**Required work**
Everything from the line with "bed with white" to the end of the data should be restated word for word, and nothing before it.

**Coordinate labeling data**
----------------
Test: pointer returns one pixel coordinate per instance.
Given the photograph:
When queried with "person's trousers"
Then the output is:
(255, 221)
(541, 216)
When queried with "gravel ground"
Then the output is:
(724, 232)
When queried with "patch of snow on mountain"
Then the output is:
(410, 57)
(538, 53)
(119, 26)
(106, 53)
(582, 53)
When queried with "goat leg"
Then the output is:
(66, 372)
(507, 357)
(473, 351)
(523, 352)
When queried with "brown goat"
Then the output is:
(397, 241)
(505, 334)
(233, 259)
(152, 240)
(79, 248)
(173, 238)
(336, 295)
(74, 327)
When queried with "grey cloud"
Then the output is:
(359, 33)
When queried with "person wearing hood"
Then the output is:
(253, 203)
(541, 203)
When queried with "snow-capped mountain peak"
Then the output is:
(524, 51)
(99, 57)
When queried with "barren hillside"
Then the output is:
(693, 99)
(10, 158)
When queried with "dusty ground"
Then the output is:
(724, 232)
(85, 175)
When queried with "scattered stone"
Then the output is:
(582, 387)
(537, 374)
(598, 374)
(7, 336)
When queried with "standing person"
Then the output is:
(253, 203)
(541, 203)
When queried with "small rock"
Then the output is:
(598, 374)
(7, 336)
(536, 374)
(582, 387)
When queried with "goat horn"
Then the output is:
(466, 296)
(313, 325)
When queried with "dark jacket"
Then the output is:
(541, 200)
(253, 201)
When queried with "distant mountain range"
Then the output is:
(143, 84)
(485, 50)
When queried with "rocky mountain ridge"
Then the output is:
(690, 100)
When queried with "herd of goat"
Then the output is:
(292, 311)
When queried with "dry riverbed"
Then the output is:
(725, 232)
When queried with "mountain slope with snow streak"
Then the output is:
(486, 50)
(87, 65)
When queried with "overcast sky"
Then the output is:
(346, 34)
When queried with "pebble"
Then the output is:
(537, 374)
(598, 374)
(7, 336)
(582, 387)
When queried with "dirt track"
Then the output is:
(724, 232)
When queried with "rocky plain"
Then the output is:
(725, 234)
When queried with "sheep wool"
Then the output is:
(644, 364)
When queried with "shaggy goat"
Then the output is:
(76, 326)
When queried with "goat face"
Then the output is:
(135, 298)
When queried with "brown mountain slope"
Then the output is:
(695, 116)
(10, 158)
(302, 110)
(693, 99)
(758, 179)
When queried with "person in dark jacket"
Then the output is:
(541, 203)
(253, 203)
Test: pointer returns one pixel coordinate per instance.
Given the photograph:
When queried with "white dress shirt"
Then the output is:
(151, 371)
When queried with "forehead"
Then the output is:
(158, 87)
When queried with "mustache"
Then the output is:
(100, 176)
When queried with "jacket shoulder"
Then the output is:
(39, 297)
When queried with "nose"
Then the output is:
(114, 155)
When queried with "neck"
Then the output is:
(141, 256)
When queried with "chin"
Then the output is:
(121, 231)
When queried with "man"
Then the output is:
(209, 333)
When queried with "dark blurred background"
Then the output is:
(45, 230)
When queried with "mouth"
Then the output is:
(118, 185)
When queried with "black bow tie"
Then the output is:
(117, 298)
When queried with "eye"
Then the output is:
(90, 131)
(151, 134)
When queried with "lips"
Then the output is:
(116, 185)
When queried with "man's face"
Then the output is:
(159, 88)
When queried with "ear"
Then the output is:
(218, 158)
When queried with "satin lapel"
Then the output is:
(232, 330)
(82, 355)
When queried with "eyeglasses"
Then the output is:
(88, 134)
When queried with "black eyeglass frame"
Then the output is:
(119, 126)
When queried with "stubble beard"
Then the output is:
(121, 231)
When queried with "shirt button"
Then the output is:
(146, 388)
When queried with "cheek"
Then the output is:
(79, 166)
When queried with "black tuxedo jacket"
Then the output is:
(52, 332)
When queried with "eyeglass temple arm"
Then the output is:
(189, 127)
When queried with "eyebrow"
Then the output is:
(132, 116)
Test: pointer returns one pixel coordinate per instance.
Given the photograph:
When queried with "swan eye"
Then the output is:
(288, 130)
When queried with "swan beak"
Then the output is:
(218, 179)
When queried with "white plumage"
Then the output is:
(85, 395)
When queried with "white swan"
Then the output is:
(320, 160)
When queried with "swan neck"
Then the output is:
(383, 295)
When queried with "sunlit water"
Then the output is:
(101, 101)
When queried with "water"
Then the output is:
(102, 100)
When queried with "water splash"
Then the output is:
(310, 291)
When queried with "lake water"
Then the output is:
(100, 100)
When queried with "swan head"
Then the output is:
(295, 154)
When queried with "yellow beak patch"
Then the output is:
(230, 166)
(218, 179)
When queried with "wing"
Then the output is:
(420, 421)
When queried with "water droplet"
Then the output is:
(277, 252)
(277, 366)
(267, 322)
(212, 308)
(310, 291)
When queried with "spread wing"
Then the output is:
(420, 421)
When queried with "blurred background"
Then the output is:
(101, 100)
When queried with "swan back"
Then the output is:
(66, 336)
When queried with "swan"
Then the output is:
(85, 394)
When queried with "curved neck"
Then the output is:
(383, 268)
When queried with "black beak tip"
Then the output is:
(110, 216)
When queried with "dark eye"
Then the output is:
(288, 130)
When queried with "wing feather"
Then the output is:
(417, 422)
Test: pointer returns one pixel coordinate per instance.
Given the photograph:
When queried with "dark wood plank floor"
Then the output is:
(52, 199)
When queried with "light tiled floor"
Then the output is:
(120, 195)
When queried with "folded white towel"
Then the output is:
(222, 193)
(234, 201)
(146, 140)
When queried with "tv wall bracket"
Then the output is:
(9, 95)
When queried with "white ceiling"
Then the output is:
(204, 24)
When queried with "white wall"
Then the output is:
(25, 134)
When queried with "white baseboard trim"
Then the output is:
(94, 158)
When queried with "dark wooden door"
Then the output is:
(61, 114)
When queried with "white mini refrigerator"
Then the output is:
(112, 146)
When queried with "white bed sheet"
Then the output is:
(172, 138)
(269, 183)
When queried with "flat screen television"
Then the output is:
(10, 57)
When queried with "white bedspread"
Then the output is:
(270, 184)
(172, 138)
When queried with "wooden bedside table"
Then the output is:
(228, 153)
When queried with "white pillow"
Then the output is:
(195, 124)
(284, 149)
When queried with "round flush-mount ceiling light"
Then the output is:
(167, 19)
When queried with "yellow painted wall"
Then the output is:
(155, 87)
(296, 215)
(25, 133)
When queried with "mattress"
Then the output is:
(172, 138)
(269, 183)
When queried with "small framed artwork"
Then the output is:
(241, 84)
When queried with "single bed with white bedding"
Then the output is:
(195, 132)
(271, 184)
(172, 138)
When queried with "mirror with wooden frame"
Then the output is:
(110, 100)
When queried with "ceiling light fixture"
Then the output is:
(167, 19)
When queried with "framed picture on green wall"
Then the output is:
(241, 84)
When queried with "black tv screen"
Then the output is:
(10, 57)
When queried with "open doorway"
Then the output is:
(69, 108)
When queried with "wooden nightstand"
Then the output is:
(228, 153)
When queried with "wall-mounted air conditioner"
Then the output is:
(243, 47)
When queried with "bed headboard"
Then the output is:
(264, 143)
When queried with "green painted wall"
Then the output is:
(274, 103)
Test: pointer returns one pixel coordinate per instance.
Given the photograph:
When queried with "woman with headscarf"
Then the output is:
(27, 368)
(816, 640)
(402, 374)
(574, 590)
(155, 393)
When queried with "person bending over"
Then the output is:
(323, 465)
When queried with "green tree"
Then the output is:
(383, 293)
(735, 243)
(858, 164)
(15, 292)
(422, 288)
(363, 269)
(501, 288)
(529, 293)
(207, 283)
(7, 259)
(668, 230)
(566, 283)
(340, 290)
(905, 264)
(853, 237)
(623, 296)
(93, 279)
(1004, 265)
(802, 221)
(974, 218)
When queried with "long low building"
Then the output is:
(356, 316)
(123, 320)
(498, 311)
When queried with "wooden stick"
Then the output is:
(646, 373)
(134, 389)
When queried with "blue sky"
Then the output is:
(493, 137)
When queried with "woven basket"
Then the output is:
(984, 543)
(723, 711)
----------------
**Result for this task**
When queried with "single bed with white bedding"
Then the output is:
(195, 132)
(271, 184)
(172, 138)
When queried with "mirror with wooden frame"
Then the output is:
(110, 100)
When queried with "ceiling light fixture"
Then the output is:
(167, 19)
When queried with "framed picture on green wall"
Then the output is:
(241, 84)
When queried with "black tv screen"
Then the output is:
(10, 57)
When queried with "open doorway"
Then the output is:
(69, 108)
When queried with "wooden nightstand"
Then the output is:
(228, 153)
When queried with "wall-mounted air conditioner"
Then the output is:
(243, 47)
When queried with "bed headboard"
Then the output is:
(264, 143)
When queried with "green painted wall"
Then the output is:
(274, 103)
Test: pointer returns one pixel coordinate per instance.
Given the photograph:
When queried with "woman with headscarf"
Then the output is:
(27, 368)
(816, 640)
(402, 374)
(574, 590)
(155, 393)
When queried with "person bending over"
Then the output is:
(323, 465)
When queried with "green tree"
Then the output is:
(383, 293)
(735, 243)
(858, 164)
(15, 292)
(422, 288)
(363, 269)
(501, 288)
(529, 293)
(207, 283)
(7, 259)
(668, 230)
(566, 283)
(340, 290)
(905, 264)
(853, 237)
(623, 296)
(93, 279)
(1004, 265)
(802, 221)
(974, 218)
When queried with "long low building"
Then the output is:
(356, 316)
(123, 320)
(498, 311)
When queried with "wooden stick"
Then the output is:
(646, 373)
(134, 389)
When queried with "blue sky"
Then the output is:
(493, 137)
When queried with "woven basket"
Then the output is:
(984, 543)
(723, 711)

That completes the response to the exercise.